** DATA RECORDS follows **
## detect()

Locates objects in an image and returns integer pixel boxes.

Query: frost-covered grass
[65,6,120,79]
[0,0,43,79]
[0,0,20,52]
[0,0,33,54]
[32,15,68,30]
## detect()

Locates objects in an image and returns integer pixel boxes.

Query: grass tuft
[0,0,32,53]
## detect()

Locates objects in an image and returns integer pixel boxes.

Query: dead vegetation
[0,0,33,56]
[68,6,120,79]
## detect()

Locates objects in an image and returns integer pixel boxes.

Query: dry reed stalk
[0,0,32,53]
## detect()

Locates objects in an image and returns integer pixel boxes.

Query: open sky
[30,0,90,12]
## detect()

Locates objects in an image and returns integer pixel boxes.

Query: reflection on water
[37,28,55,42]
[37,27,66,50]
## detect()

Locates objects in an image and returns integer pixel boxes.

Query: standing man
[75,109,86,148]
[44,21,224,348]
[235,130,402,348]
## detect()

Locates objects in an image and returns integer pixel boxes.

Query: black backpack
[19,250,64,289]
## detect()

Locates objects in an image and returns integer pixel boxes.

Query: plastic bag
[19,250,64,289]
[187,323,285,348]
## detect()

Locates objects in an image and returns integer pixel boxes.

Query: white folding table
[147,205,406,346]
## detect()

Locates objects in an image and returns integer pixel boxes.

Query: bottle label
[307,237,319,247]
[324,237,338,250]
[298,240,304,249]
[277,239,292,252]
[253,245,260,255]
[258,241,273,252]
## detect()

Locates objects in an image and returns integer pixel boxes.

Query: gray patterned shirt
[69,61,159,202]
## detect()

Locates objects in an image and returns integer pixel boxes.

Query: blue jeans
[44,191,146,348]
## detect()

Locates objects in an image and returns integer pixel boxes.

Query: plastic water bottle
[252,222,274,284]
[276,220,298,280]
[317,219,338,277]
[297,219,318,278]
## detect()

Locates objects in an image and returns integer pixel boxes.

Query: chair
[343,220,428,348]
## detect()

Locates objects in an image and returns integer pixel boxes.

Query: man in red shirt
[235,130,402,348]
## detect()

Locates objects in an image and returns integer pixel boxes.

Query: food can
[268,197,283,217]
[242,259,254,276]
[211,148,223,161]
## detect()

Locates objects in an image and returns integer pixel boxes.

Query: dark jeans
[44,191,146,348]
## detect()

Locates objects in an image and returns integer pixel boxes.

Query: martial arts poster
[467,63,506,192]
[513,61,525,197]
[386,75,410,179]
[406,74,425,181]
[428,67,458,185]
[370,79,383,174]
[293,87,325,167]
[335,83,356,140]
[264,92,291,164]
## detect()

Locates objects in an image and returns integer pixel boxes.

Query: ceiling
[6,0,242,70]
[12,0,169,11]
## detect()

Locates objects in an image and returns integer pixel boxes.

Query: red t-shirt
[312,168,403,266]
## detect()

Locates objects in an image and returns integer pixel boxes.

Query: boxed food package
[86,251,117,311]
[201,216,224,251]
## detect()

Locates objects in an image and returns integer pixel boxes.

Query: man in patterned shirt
** End of DATA RECORDS **
- _ACTIVITY_
In this exercise, give every record above again exactly.

- _TASK ANSWER_
## detect()

Locates objects in an image and returns integer pixel boxes.

Query: frost-covered grass
[65,6,120,79]
[0,0,43,79]
[0,0,20,52]
[0,0,33,54]
[32,15,68,30]
## detect()

Locates objects in an image and returns integer pixel boxes.

Query: grass tuft
[0,0,32,53]
## detect()

Locates objects in an image and returns integer pixel boxes.

Query: dead vegetation
[0,0,33,56]
[68,6,120,79]
## detect()

Locates objects in an image and returns integer pixel boxes.

Query: dry reed stalk
[0,0,32,53]
## detect()

Locates objects in an image and returns integer pixel boxes.

Query: open sky
[30,0,90,12]
## detect()

Locates objects in an image and returns integer pixel boxes.

Query: reflection on water
[37,28,55,42]
[37,27,66,50]
## detect()

Locates objects in an image and returns integer pixel boxes.

Query: standing man
[75,109,86,148]
[44,21,224,348]
[235,130,402,348]
## detect()

Locates objects in an image and returns integer pixel boxes.

Query: black backpack
[19,250,64,289]
## detect()

Locates objects in an image and returns integer pixel boxes.

Query: plastic bag
[19,250,64,289]
[187,323,285,348]
## detect()

Locates objects in an image and returns integer pixel boxes.

Query: white folding table
[147,205,406,346]
## detect()

Locates objects in an image and returns integer pixel boxes.

Query: bottle label
[307,237,319,247]
[324,237,338,250]
[298,240,304,249]
[277,239,292,252]
[253,245,260,255]
[258,241,273,252]
## detect()

Locates objects in an image and returns integer pixel boxes.

Query: gray patterned shirt
[69,61,159,202]
## detect()

Locates objects in an image and returns integer pixel boxes.

Query: blue jeans
[44,191,146,348]
## detect()

Locates objects in an image and returns integer pixel boxes.

Query: plastic water bottle
[252,222,274,284]
[276,220,298,280]
[317,219,338,277]
[297,219,318,278]
## detect()

Locates objects in an image and returns integer pixel boxes.

Query: chair
[343,220,428,348]
## detect()

Locates objects in an image and returns integer pixel boxes.

Query: man in red shirt
[235,130,402,348]
## detect()

Locates objects in an image and returns integer pixel boxes.

Query: food can
[268,197,283,217]
[242,259,254,276]
[211,148,223,161]
## detect()

Locates objects in an image and returns integer pixel boxes.

Query: dark jeans
[44,191,146,348]
## detect()

Locates objects in an image and returns integer pixel boxes.

Query: martial arts poster
[467,63,506,192]
[513,61,525,197]
[386,75,410,179]
[406,74,425,181]
[428,67,458,185]
[370,79,383,174]
[293,87,325,167]
[335,83,356,140]
[264,92,291,164]
## detect()

Locates objects in an image and returns integer pixel boxes.

Query: ceiling
[6,0,242,70]
[12,0,169,11]
## detect()

Locates objects in an image and returns integer pixel boxes.

Query: red t-shirt
[312,168,403,266]
## detect()

Locates objects in an image and returns integer pixel boxes.

Query: boxed food package
[86,251,117,311]
[201,216,224,251]
## detect()

Locates objects in an image and returns integer pixel boxes.

Query: man in patterned shirt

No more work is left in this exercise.